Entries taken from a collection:
******
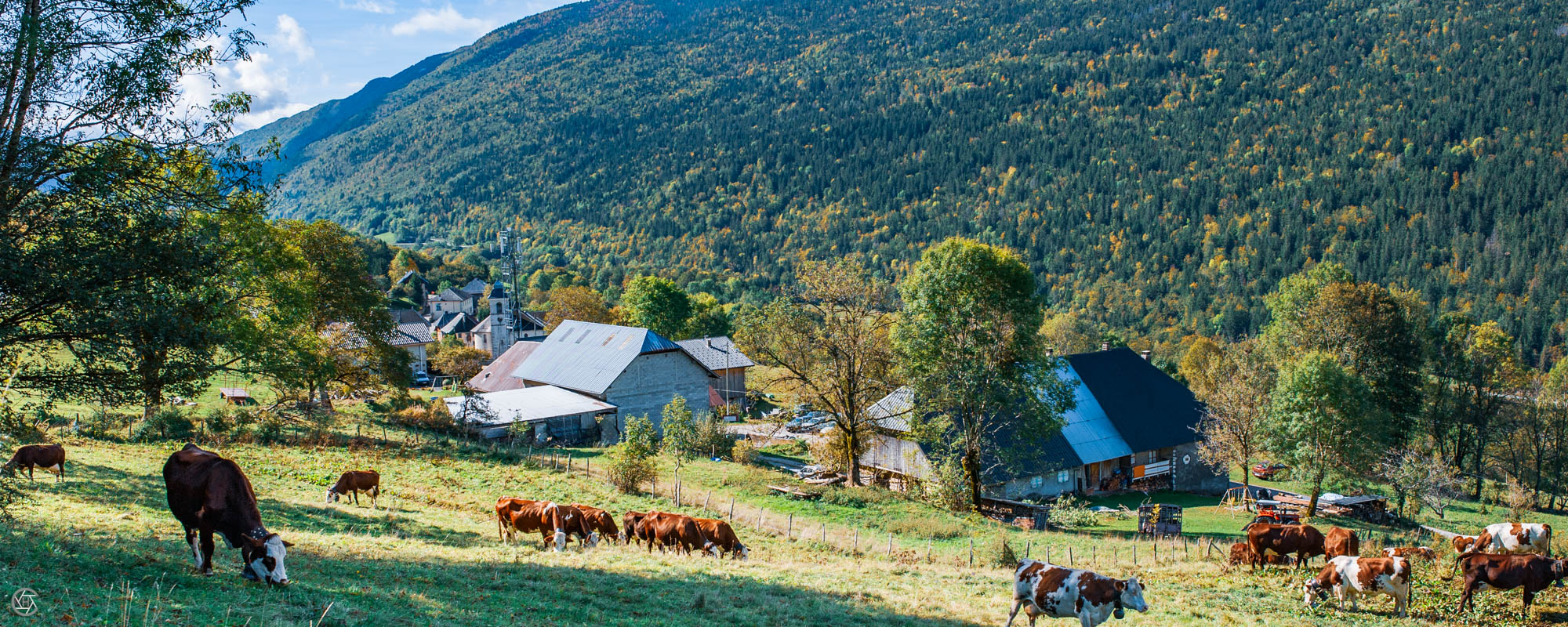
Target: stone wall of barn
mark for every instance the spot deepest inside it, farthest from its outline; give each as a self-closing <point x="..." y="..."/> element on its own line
<point x="1194" y="476"/>
<point x="655" y="380"/>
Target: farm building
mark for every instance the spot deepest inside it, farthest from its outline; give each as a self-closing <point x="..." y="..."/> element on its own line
<point x="548" y="413"/>
<point x="633" y="369"/>
<point x="1131" y="429"/>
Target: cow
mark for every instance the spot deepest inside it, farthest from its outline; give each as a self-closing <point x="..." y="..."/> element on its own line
<point x="355" y="482"/>
<point x="1410" y="553"/>
<point x="1054" y="592"/>
<point x="554" y="523"/>
<point x="600" y="521"/>
<point x="1464" y="543"/>
<point x="209" y="495"/>
<point x="724" y="537"/>
<point x="630" y="523"/>
<point x="1348" y="576"/>
<point x="1305" y="542"/>
<point x="1241" y="554"/>
<point x="677" y="532"/>
<point x="48" y="457"/>
<point x="1340" y="543"/>
<point x="1533" y="573"/>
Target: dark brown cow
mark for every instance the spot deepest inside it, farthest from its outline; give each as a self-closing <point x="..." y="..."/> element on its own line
<point x="48" y="457"/>
<point x="673" y="531"/>
<point x="355" y="482"/>
<point x="1241" y="554"/>
<point x="1341" y="542"/>
<point x="1533" y="573"/>
<point x="600" y="521"/>
<point x="1305" y="542"/>
<point x="630" y="523"/>
<point x="724" y="537"/>
<point x="209" y="495"/>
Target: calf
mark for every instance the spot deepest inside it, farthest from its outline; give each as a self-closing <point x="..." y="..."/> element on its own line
<point x="48" y="457"/>
<point x="1305" y="542"/>
<point x="1410" y="553"/>
<point x="1349" y="576"/>
<point x="1054" y="592"/>
<point x="212" y="495"/>
<point x="355" y="482"/>
<point x="600" y="521"/>
<point x="1341" y="542"/>
<point x="724" y="537"/>
<point x="1533" y="573"/>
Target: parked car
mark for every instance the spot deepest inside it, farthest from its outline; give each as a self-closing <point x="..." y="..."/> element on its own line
<point x="1269" y="469"/>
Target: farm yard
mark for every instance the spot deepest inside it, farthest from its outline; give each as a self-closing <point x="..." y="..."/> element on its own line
<point x="103" y="549"/>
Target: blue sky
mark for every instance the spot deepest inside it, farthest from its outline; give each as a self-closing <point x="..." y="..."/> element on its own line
<point x="327" y="49"/>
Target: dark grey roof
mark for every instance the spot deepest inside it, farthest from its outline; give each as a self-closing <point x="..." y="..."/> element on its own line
<point x="590" y="357"/>
<point x="1149" y="407"/>
<point x="717" y="353"/>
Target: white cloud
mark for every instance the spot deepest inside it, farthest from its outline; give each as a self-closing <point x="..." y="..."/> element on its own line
<point x="445" y="21"/>
<point x="292" y="38"/>
<point x="366" y="5"/>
******
Work to complete:
Print each line of the material above exactly, with the pictures removed from your copy.

Reply to the exercise:
Target: stone wall of barn
mark for every instance the spot deepest inside it, farthest from its outline; give each as a self-closing <point x="..." y="..."/> element on its own line
<point x="1194" y="476"/>
<point x="655" y="380"/>
Target: farm building
mark for every instance the spot deepest inside it, farthest from its outline; give each as a self-closing <point x="..." y="..."/> element on its own line
<point x="548" y="413"/>
<point x="633" y="369"/>
<point x="1131" y="429"/>
Target: cow
mark for every instance the spot deepest inside it, farthest from its outline; give each as a self-closing <point x="..." y="..."/> element on its own line
<point x="355" y="482"/>
<point x="1410" y="553"/>
<point x="1054" y="592"/>
<point x="554" y="523"/>
<point x="600" y="521"/>
<point x="1464" y="543"/>
<point x="209" y="495"/>
<point x="724" y="537"/>
<point x="630" y="523"/>
<point x="1348" y="576"/>
<point x="1305" y="542"/>
<point x="1241" y="554"/>
<point x="677" y="532"/>
<point x="48" y="457"/>
<point x="1340" y="543"/>
<point x="1533" y="573"/>
Target: dark brown cow
mark for every instance the spot deepest inside it, farthest from its outline; give each as a self-closing <point x="..." y="..."/> element on its own line
<point x="48" y="457"/>
<point x="673" y="531"/>
<point x="355" y="482"/>
<point x="1241" y="554"/>
<point x="1341" y="542"/>
<point x="1533" y="573"/>
<point x="600" y="521"/>
<point x="1305" y="542"/>
<point x="630" y="523"/>
<point x="724" y="537"/>
<point x="209" y="495"/>
Target: calf
mark for every instance the spot deepest inside it, farthest from its outline; give each as a self-closing <point x="..." y="..."/> element on its own line
<point x="48" y="457"/>
<point x="1305" y="542"/>
<point x="1410" y="553"/>
<point x="1349" y="576"/>
<point x="1054" y="592"/>
<point x="212" y="495"/>
<point x="355" y="482"/>
<point x="600" y="521"/>
<point x="1341" y="542"/>
<point x="724" y="537"/>
<point x="1533" y="573"/>
Target: parked car
mark for every instance the spot deepest inside it, farthest from its outline; give each as a self-closing <point x="..." y="..."/> element on its own line
<point x="1269" y="469"/>
Target: farm yard
mark for every instance the spot deepest inside it, farthest from its outline; give each as a self-closing <point x="..." y="..."/> element on its own line
<point x="103" y="549"/>
Target: blue sky
mark for every instance the spot deepest inside it, farthest from its outline; give each as a self-closing <point x="..." y="..."/> element on its own line
<point x="327" y="49"/>
Target: dark grey roof
mark for every instance the spot deepest inside it, farthest from its outline; give each as a self-closing <point x="..." y="..."/> element on its own line
<point x="590" y="357"/>
<point x="1149" y="407"/>
<point x="717" y="353"/>
Target: white cloud
mark for every instance the spot deepest inside it, farthest from its outline; give each as a self-closing <point x="..." y="..."/> element on its own line
<point x="445" y="21"/>
<point x="292" y="38"/>
<point x="366" y="5"/>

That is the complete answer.